Task brief: Return exactly, and only, the lines from the line containing "[tag] chocolate swirl" through the final line of the records below, both included.

==== Data for this task

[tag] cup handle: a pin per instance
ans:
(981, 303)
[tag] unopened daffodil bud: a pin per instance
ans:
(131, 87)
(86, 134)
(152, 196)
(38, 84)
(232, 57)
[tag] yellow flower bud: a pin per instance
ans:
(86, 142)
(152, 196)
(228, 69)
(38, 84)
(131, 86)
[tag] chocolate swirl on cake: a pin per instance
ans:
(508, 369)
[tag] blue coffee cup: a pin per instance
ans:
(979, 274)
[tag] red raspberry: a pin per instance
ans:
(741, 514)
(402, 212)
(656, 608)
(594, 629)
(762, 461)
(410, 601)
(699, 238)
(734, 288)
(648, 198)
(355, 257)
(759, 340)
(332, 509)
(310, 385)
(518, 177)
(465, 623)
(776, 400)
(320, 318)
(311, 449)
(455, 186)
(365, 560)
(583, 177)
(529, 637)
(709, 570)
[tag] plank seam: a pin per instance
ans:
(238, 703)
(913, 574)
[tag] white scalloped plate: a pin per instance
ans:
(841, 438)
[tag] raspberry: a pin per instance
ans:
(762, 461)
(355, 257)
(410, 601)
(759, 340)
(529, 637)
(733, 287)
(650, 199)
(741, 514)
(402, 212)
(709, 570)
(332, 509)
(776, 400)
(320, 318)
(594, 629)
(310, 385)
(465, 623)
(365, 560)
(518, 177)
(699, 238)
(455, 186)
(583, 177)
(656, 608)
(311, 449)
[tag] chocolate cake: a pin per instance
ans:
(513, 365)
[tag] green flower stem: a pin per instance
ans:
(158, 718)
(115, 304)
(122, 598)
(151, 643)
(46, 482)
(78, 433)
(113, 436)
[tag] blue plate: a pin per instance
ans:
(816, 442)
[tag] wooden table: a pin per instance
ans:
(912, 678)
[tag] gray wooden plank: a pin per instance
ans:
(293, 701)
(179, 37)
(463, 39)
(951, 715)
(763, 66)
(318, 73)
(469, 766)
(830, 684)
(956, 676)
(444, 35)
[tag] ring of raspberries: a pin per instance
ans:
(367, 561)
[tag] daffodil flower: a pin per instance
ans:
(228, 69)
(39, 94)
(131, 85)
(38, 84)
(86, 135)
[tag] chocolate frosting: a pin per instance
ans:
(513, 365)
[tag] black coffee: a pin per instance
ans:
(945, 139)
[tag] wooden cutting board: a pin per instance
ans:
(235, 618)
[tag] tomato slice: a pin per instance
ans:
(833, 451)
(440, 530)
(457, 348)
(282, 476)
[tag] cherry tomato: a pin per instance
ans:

========

Answer box:
[tag] chocolate swirl on cake: a pin per instance
ans:
(508, 369)
[tag] blue coffee cup: a pin per instance
ans:
(979, 274)
[tag] red raspberry: a pin per instance
ans:
(741, 514)
(402, 212)
(656, 608)
(594, 629)
(762, 461)
(410, 601)
(699, 238)
(734, 288)
(648, 198)
(355, 257)
(759, 340)
(332, 509)
(310, 385)
(518, 177)
(465, 623)
(776, 400)
(320, 318)
(311, 449)
(455, 186)
(365, 560)
(583, 177)
(529, 637)
(709, 570)
[tag] plank seam: a pin per instance
ans:
(238, 703)
(913, 574)
[tag] white scalloped plate: a pin per instance
ans:
(841, 438)
[tag] raspberry: a pin per instance
ans:
(762, 461)
(355, 257)
(410, 601)
(759, 340)
(529, 637)
(733, 287)
(650, 199)
(741, 514)
(402, 212)
(709, 570)
(332, 509)
(776, 400)
(320, 318)
(594, 629)
(310, 385)
(465, 623)
(365, 560)
(518, 177)
(699, 238)
(455, 186)
(583, 177)
(656, 608)
(311, 449)
[tag] chocolate cake: a pin per instance
ans:
(513, 365)
[tag] green flower stem: a pin per instance
ans:
(158, 718)
(115, 304)
(122, 598)
(151, 643)
(46, 482)
(78, 433)
(113, 436)
[tag] blue plate: a pin per instance
ans:
(816, 442)
[tag] wooden table: a pin per instance
ans:
(912, 678)
[tag] gray wooden plank: a pin per instance
ans:
(293, 701)
(179, 37)
(463, 39)
(951, 715)
(763, 66)
(318, 73)
(469, 766)
(830, 684)
(956, 676)
(444, 35)
[tag] ring of raspberries: a pin per instance
ans:
(367, 561)
[tag] daffodil flower: a pin per instance
ans:
(228, 69)
(39, 94)
(131, 85)
(38, 84)
(86, 135)
[tag] chocolate frosting: a pin per instance
ans:
(513, 365)
[tag] black coffee: a pin per instance
ans:
(945, 139)
[tag] wooden cutting board: a pin per instance
ans:
(235, 618)
[tag] tomato slice: a pin per instance
ans:
(833, 451)
(440, 530)
(457, 348)
(282, 476)
[tag] cherry tomato: a pin per instance
ans:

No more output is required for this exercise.